Source data
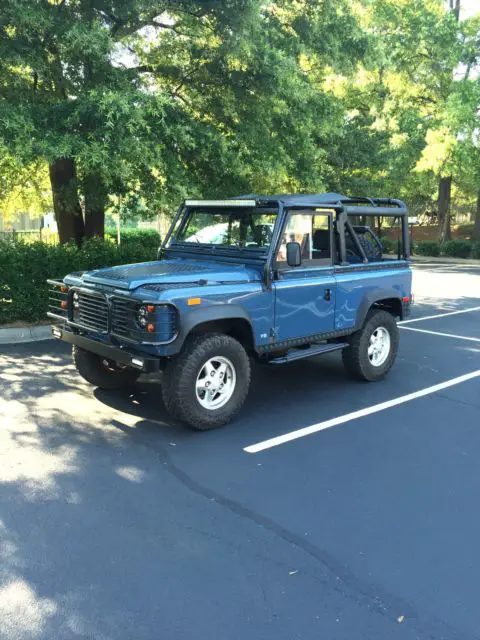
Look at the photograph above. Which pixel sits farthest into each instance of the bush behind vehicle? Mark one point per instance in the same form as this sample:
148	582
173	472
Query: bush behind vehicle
24	269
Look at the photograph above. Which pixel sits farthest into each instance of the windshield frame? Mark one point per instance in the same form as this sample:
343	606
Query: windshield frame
179	225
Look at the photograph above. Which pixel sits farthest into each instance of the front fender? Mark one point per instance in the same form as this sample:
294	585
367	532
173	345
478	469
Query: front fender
197	316
370	299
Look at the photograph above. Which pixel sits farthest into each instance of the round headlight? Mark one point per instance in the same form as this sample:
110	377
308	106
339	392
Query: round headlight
142	316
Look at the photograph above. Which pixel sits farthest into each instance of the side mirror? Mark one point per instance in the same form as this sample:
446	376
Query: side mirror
294	254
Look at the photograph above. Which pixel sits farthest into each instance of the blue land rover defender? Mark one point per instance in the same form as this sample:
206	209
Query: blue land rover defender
273	278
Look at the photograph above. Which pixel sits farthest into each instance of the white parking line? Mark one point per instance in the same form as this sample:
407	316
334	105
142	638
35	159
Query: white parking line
314	428
438	333
439	315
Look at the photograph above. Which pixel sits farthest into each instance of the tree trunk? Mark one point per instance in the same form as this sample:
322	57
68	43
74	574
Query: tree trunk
476	226
66	205
95	200
444	198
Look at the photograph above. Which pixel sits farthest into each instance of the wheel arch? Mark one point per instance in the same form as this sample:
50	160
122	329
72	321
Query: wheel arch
386	299
231	320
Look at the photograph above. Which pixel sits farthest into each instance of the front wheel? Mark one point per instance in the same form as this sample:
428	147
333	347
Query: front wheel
206	385
372	350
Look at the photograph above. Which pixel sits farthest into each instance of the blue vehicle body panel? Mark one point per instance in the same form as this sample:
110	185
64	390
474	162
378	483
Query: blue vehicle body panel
132	276
300	305
368	283
295	307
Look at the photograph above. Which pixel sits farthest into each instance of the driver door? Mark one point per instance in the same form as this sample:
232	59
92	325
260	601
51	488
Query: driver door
305	295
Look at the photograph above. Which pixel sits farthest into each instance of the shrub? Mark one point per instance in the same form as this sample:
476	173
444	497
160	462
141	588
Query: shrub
427	248
24	269
389	245
146	237
476	250
457	248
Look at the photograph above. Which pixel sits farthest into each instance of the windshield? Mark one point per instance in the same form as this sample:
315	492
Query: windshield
244	228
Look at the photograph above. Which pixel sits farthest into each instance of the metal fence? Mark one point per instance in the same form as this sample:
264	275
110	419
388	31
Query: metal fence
30	235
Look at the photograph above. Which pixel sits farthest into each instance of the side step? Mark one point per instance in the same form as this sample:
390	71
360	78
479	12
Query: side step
316	350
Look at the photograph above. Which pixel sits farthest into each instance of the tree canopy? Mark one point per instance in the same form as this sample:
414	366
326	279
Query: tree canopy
151	101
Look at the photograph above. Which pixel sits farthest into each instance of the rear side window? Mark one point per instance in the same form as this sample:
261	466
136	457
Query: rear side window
312	231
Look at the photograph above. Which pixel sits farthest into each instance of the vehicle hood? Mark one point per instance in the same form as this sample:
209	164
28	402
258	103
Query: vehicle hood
165	272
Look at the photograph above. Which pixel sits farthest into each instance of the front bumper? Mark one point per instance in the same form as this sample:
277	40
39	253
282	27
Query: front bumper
126	357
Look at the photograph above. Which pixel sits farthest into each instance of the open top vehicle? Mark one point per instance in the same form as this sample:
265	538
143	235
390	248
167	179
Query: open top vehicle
273	278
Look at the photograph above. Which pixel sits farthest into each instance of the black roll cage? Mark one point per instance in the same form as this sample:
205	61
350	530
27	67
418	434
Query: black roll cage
343	208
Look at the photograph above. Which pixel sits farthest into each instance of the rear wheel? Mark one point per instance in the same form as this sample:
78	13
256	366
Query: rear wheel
101	372
372	350
206	385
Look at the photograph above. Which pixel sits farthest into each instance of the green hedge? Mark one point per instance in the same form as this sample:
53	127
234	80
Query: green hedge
24	269
427	248
147	237
452	249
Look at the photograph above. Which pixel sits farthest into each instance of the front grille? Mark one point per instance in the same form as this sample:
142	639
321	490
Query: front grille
91	312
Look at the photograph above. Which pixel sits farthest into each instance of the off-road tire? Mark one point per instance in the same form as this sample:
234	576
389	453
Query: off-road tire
355	356
180	376
94	370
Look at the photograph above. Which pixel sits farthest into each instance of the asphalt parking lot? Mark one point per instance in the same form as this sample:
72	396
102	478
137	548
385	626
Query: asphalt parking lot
116	523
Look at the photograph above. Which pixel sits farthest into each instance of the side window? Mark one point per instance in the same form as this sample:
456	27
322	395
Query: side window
321	249
313	233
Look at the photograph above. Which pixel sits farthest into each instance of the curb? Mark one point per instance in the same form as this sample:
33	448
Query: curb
16	335
445	260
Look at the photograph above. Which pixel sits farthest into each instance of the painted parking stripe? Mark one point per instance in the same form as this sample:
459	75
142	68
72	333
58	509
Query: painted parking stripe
439	333
439	315
321	426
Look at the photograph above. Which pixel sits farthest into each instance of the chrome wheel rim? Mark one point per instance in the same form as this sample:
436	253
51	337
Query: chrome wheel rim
379	346
215	383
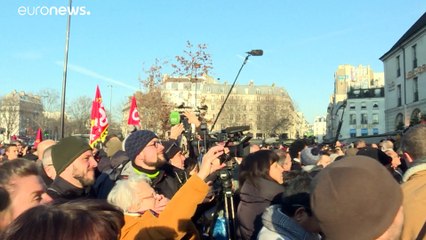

- What to do
When you repeat the lines above, keep them exact and leave out each image they contain.

- Solution to the problem
Look at the photograph above. Which pixel sits farthest into each instance of the bush behind vehicle? Mark one point per instance in the same form as this sample:
148	582
173	472
Query: bush behind vehicle
24	269
Look at the photograph above. Which pixel sits farthest into each instance of the windshield frame? Mark one point per instance in the same form as this sample:
343	606
Query: windshield frame
179	225
Look at the photograph above. Which pixel sits farthest into each instance of the front fender? Mark one point per instance in the same form as this sample:
294	585
367	532
173	345
478	469
Query: front fender
197	316
370	299
Look at the photograph above. Which pixel sits farthest into each instance of the round headlight? Mark one point per instance in the same form as this sample:
110	377
308	106
339	392
Query: round headlight
142	316
Look at the photograph above. Which pixel sits farthest into each instance of the side mirror? Mark one point per instance in the same form as this sample:
446	376
Query: side mirror
294	254
Look at the photograph above. Which pixel sits farthest into each instance of the blue land rover defender? Mark one point per instance in the same form as this sample:
206	209
Query: blue land rover defender
273	278
Look at the photograph above. Which pixel sits farthest into each instance of the white parking line? Mark one point per instance in the same form as this sample:
407	316
334	105
142	638
35	159
Query: white parking line
314	428
438	333
439	315
Look at the photograph above. Which pixel sits farthest into each instance of the tree trunk? Mark one point per instance in the same form as this sample:
322	57
68	43
74	574
Query: tree trunk
476	226
66	205
95	200
444	198
Look at the photograph above. Which pixel sits farthest into each instance of the wheel arch? Mark one point per instance in the same form as this sample:
50	160
122	329
72	321
Query: wheel arch
386	299
231	320
Look at the photograph above. Which pixel sits farthest into each instance of the front wheel? Mark one point per instance in the same form as this sample:
428	147
333	347
Query: front wheel
206	385
372	350
Look at the photograph above. Which pixel sits farthest into each instance of the blue vehicle body panel? Mark one point per instance in the same form as this sample:
110	185
64	390
474	162
378	483
Query: blue vehicle body panel
132	276
300	305
368	283
295	307
Look at the photograph above. Which pixel sits farthest into each instance of the driver door? Mark one point per instance in the same form as this sample:
232	59
92	325
260	601
51	488
Query: driver door
305	295
Look at the photograph above. Which pixel sits farthest into each instance of the shrub? Mark one point per instance in the same form as this sample:
476	173
444	497
160	462
141	588
Query: shrub
427	248
24	269
389	245
146	237
476	250
457	248
Look at the photograph above. Which pixel sits farthest into each instance of the windshield? Mark one point per instance in the same form as this sample:
315	492
Query: windshield
244	228
Look at the photograph above. Which pixel sits farthest into each instance of the metal fence? Mark one point per instance in the same form as this sample:
264	275
110	419
388	31
Query: metal fence
30	235
Look at the photograph above. Which pixel sits farthest into each instance of the side step? Mark one point per instance in the same form as this sample:
390	71
360	78
479	12
Query: side step
316	350
Look at the photograph above. Which pixel sits farthest into each instance of the tree canopy? Mark one point per instance in the same form as this sample:
414	366
326	279
Query: tree canopy
151	101
Look at the photograph above. Which pixel sits farthest into each instance of the rear side window? Mark one point per instance in the same form as this sample:
261	466
136	457
Query: rear side window
312	231
Look at the photograph above. Which pixel sits farthest into each instance of the vehicle hood? Mark one point per instance in the same form as this sample:
209	164
28	402
258	103
Query: vehicle hood
165	272
Look at the photograph above. Which pixel sits farthest into each instance of the front bumper? Mark one point per instance in the same form as this sample:
277	40
39	253
282	27
Query: front bumper
126	357
Look at the photograph above. Which pixel sits farthest into each instance of the open top vehicle? Mark one point per instance in the same form as this sample:
265	538
143	235
390	248
167	179
Query: open top vehicle
273	278
Look at the photograph above. Which pixel sits farthest into each instance of the black roll cage? Mark one point per instance in the same form as this sample:
205	61
350	530
27	67
418	434
Query: black roll cage
343	208
Look at the photograph above. Which pixel sits farthest into each instance of the rear wheel? Mark one point per instance in the same form as this sample:
78	13
256	366
Query: rear wheel
101	372
372	350
206	385
Look at the photograph above. Which pixel sits farthest into each instance of the green hedge? Mark one point per instance in the same form as this sample:
53	127
234	80
Query: green hedge
24	269
427	248
147	237
452	249
Look at the photograph above. Which pixel sits farthest into each instance of the front grille? Mark one point per instance in the same form as this sample:
142	639
321	490
Query: front grille
91	312
Look at the photograph above. Which pixel sits farthest into each instance of the off-road tire? Mark one point per instance in the same form as this sample:
234	576
389	453
Query: off-road tire
355	356
180	376
94	370
Look at the photograph above. Which pixel sits farthest into each instance of the asphalt parking lot? Mark one point per instance in the same form as this sample:
72	396
102	478
137	548
385	626
Query: asphalt parking lot
116	523
Look at the photograph above. Which pixel sits farthest into each instance of the side window? Mark one point per instance in the same form as this sample:
456	27
322	395
Query: side window
321	249
313	233
Look at the photograph above. Which pixel sits farthest into each instance of the curb? Mark one point per instance in the same form as this sample:
33	448
Query: curb
16	335
445	260
Look at the photograph above. Which pixel sits farthest into each instance of the painted parking stripe? Mark one point per instance in the same form as this sample:
459	75
142	68
72	333
58	509
Query: painted parking stripe
439	333
439	315
321	426
Look at the photograph above. Which pixel sits farthest into each instance of the chrome wheel rim? Mark one point per instance in the same form as this sample:
436	253
51	337
Query: chrome wheel rim
379	346
215	383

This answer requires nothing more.